● Photo-based referring expression data
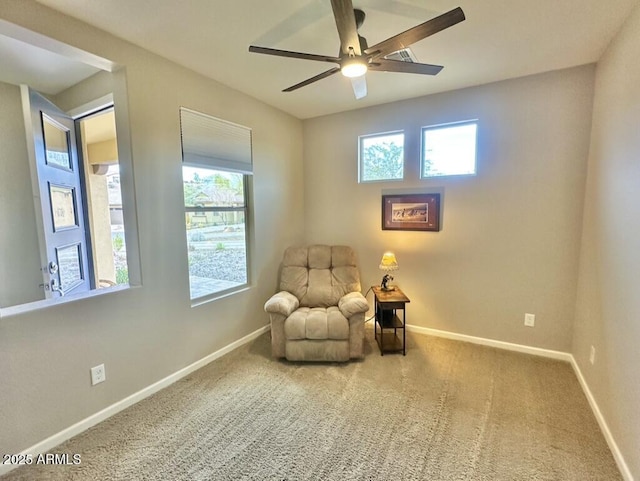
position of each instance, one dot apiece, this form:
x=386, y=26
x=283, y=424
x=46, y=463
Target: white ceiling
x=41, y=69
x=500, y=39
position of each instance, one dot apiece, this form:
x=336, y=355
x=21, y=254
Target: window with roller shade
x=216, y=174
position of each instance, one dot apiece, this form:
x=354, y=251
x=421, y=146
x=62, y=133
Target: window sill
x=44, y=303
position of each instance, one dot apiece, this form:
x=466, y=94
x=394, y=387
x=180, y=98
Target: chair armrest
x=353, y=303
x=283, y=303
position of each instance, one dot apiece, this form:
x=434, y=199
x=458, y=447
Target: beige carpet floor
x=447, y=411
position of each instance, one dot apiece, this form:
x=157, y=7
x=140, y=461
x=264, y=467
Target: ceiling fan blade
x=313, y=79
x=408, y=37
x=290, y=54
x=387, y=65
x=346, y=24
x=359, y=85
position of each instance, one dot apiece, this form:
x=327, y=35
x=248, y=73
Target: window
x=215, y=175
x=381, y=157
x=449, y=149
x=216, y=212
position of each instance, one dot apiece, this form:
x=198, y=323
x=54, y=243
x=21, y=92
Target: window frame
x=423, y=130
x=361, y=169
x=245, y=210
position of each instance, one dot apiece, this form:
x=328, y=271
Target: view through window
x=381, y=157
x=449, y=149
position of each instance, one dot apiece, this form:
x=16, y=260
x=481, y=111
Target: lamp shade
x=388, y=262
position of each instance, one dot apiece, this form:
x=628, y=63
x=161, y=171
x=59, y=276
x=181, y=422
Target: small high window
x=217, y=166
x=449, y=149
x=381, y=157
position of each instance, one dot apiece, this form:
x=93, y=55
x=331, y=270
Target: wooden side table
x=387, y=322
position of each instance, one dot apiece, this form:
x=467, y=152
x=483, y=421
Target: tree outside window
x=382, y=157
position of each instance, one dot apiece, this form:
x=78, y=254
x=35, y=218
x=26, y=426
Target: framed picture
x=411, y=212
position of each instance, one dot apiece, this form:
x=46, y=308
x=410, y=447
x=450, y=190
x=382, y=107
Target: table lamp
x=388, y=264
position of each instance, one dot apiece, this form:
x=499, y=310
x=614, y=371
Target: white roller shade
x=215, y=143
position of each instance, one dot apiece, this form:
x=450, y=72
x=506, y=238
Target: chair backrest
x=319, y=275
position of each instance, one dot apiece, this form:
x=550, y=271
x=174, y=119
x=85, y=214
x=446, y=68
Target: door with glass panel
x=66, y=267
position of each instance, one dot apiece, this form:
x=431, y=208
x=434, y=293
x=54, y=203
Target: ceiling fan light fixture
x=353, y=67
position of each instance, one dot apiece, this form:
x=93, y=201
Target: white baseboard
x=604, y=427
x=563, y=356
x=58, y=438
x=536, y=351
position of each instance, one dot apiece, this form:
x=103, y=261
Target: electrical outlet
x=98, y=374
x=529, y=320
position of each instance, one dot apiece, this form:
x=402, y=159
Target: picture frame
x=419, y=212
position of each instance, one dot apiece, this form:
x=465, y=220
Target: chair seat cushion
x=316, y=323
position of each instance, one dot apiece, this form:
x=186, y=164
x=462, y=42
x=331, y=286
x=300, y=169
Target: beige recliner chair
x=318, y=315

--

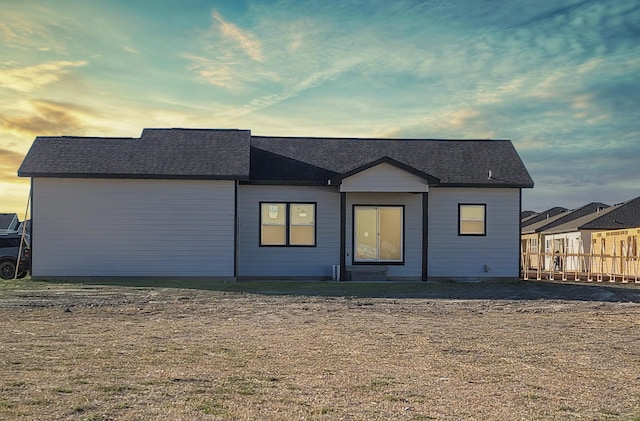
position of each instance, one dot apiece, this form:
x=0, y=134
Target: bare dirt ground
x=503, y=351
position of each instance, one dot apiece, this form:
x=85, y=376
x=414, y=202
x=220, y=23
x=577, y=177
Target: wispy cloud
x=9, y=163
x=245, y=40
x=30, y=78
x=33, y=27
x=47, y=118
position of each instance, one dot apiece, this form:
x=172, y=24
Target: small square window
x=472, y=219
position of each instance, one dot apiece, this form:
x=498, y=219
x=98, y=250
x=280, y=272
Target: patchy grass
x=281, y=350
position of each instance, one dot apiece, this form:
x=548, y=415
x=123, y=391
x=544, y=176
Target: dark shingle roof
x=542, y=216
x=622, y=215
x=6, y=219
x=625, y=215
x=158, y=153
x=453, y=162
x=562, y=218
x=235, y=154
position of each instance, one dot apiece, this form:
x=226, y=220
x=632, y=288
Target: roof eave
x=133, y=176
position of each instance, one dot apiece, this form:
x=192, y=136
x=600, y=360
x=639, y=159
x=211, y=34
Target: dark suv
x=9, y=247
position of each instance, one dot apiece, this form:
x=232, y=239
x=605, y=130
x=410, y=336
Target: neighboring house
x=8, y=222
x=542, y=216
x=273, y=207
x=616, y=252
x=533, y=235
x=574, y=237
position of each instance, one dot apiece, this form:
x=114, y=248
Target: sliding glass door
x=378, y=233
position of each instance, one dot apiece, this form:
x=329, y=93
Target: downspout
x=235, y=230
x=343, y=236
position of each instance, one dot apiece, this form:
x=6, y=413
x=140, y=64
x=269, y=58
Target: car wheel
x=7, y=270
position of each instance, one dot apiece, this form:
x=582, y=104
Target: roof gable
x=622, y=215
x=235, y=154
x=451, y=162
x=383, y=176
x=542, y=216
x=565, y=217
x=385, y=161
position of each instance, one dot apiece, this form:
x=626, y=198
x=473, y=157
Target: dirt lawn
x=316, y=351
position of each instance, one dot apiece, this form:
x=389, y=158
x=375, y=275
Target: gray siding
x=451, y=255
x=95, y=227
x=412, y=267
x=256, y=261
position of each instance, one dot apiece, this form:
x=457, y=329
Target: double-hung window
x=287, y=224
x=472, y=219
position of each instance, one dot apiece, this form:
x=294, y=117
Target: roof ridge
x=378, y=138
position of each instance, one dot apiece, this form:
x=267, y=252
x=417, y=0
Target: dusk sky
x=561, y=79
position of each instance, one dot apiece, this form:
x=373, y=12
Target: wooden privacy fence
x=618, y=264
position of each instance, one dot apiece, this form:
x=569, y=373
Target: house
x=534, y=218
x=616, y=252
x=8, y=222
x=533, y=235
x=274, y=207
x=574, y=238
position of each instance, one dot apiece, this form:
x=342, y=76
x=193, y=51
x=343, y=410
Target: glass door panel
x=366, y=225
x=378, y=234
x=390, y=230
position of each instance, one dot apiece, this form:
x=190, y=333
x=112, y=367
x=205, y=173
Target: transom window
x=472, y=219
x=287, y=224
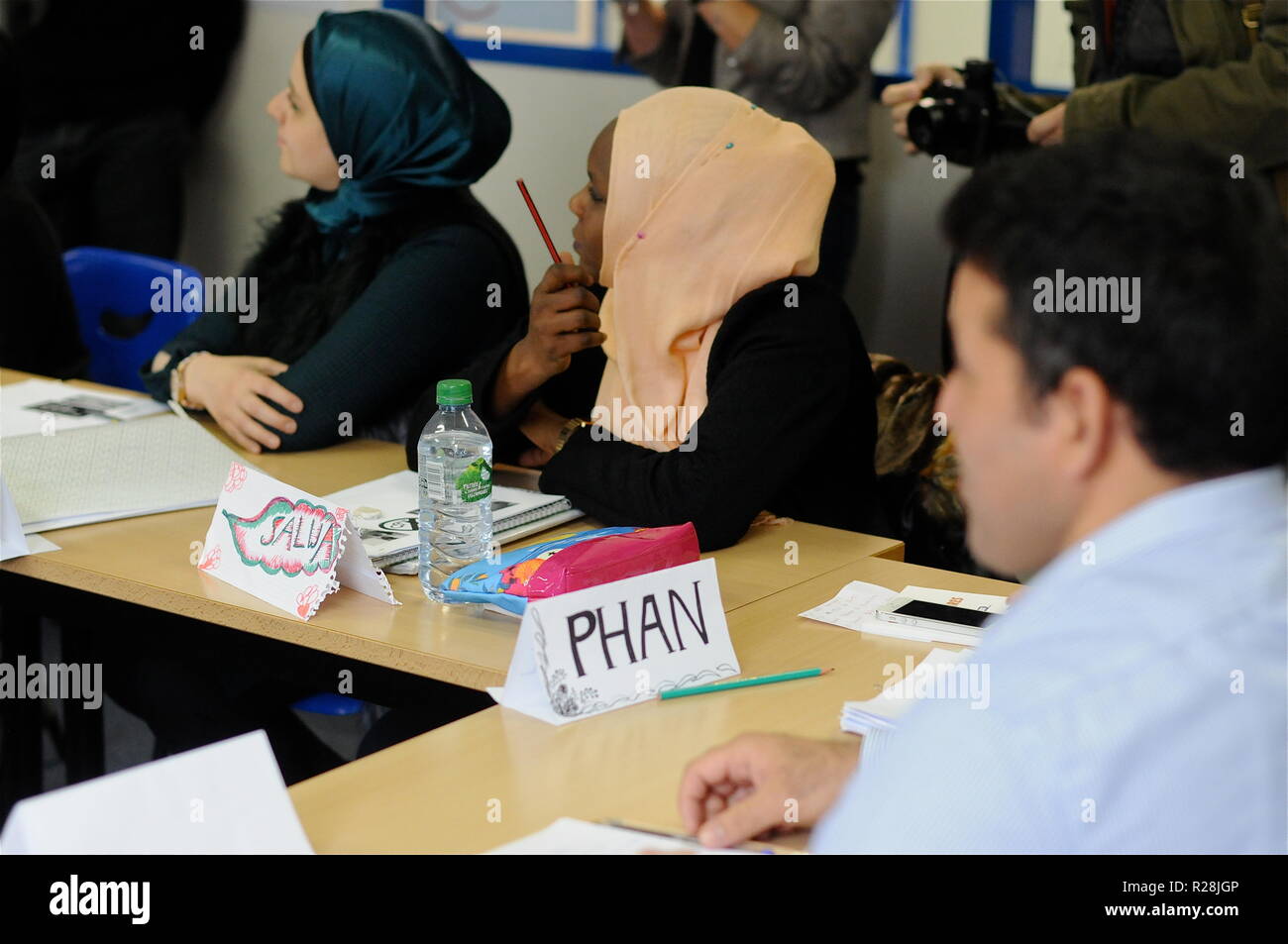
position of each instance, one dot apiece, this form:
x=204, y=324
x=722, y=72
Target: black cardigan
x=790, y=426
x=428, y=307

● What to work on
From the records above, transcribe without alteration every line from the one with "x=498, y=219" to the one with "x=457, y=329", inclusive.

● Response below
x=498, y=219
x=98, y=250
x=280, y=272
Target: patchy grass
x=281, y=350
position of each instance, one dot apiece, this form:
x=548, y=415
x=123, y=391
x=544, y=176
Target: dark shingle roof
x=542, y=216
x=622, y=215
x=6, y=219
x=625, y=215
x=158, y=153
x=453, y=162
x=562, y=218
x=235, y=154
position of each instance, one dot apiece, this form:
x=226, y=220
x=632, y=288
Target: roof eave
x=133, y=176
position of each instance, one dot apiece, this form:
x=192, y=136
x=600, y=360
x=639, y=159
x=211, y=34
Target: dark suv
x=9, y=247
position of each instance, one dot apiece, this form:
x=232, y=239
x=605, y=130
x=410, y=336
Target: neighboring house
x=8, y=222
x=542, y=216
x=273, y=207
x=616, y=252
x=533, y=235
x=574, y=237
position of each instance, one dot apiece, this form:
x=114, y=248
Target: sliding glass door
x=378, y=233
position of each instance, one dot apiece, this form:
x=329, y=93
Target: downspout
x=235, y=230
x=343, y=236
position of each instance, one dot apiece, this form:
x=6, y=413
x=140, y=64
x=269, y=58
Target: car wheel
x=7, y=270
position of each instance, one dot apiece, this form:
x=582, y=104
Target: roof gable
x=622, y=215
x=235, y=154
x=451, y=162
x=383, y=176
x=542, y=216
x=565, y=217
x=385, y=161
position of each instance, one dot apiece, this form:
x=626, y=198
x=473, y=157
Target: dirt lawn
x=316, y=351
position of each instance, one dot apiece, this form:
x=389, y=158
x=375, y=275
Target: gray siding
x=451, y=255
x=95, y=227
x=412, y=267
x=256, y=261
position of each instance, one dot apiece, this form:
x=457, y=329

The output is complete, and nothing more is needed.